> [Yapılacak İş]: Toprağın Tuzu belgeseliyle ilgili metni hiçbir şeyi değiştirmeden, baştan sona kelimesi kelimesine aktarın.

> [Kaynak Metin]:

Print Friendly and PDF

THE SALT OF THE EARTH ... Toprağın Tuzu (2014)

Bunlarada Bakarsınız




Sebastião Salgado, ( d. 8 Şubat 1944 ) Brezilyalı bir sosyal belgesel fotoğrafçısı ve foto muhabiridir

Belgesel fotoğrafcılığın efsane isimlerinden Sebastiao Salgado üzerine etkileyici bir belgesel. Açlığı, yoksulluğu, savaşları, göçleri göstermeyi tercih etmiş yıllarca.

İnsan, 25-30 yıl önceki çekilmiş fotoğraflar ile dünyada neler oluyor, neden çabucak unutuluyor, demekten kendini alamıyor.

Ayrıca belgeseli izlerken yer yer gözünüzü ekrandan kaçırıyorsunuz, ağlamamak için kendinizi zor tutuyorsunuz.

Yönetmen: Juliano Ribeiro Salgado, Wim Wenders       

Senaryo: Wim Wenders, Juliano Ribeiro Salgado, David Rosier

Ülke: Fransa,  İtalya,  Brezilya

Tür: Belgesel, Biyografi

Rating: 8.4

Vizyon Tarihi: 01 Mayıs 2015 (Türkiye)

> [Verilen Malzeme]:
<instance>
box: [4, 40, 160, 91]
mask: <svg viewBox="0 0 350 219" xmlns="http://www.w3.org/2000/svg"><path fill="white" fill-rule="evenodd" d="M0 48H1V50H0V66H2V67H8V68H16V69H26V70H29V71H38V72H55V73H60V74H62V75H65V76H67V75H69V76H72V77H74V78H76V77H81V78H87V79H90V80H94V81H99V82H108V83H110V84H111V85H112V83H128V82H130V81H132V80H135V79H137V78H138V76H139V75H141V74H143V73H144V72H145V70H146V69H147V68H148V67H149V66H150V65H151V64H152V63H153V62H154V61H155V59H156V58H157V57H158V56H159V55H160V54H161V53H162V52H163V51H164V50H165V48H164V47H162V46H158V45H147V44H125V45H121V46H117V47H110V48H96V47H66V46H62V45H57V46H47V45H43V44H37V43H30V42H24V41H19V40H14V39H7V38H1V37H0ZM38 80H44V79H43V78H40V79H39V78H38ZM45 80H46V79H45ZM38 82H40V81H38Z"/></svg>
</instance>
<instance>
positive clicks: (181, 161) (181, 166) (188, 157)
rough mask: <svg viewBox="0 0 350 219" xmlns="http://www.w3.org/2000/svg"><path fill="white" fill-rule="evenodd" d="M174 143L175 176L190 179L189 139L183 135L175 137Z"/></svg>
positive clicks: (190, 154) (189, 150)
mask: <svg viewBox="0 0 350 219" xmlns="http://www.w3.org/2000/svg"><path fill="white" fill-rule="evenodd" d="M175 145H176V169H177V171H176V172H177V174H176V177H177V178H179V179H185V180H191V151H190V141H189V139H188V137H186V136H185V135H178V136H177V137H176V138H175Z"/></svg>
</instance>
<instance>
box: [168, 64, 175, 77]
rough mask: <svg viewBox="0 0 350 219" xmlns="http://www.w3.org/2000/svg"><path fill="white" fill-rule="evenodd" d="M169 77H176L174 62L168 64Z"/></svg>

> [Yazılı Yanıt]:
Print Friendly and PDF

THE SALT OF THE EARTH ... Toprağın Tuzu (2014)

Bunlarada Bakarsınız




Sebastião Salgado, ( d. 8 Şubat 1944 ) Brezilyalı bir sosyal belgesel fotoğrafçısı ve foto muhabiridir

Belgesel fotoğrafcılığın efsane isimlerinden Sebastiao Salgado üzerine etkileyici bir belgesel. Açlığı, yoksulluğu, savaşları, göçleri göstermeyi tercih etmiş yıllarca.

İnsan, 25-30 yıl önceki çekilmiş fotoğraflar ile dünyada neler oluyor, neden çabucak unutuluyor, demekten kendini alamıyor.

Ayrıca belgeseli izlerken yer yer gözünüzü ekrandan kaçırıyorsunuz, ağlamamak için kendinizi zor tutuyorsunuz.

Yönetmen: Juliano Ribeiro Salgado, Wim Wenders       

Senaryo: Wim Wenders, Juliano Ribeiro Salgado, David Rosier

Ülke: Fransa,  İtalya,  Brezilya

Tür: Belgesel, Biyografi

Rating: 8.4

Vizyon Tarihi: 01 Mayıs 2015 (Türkiye)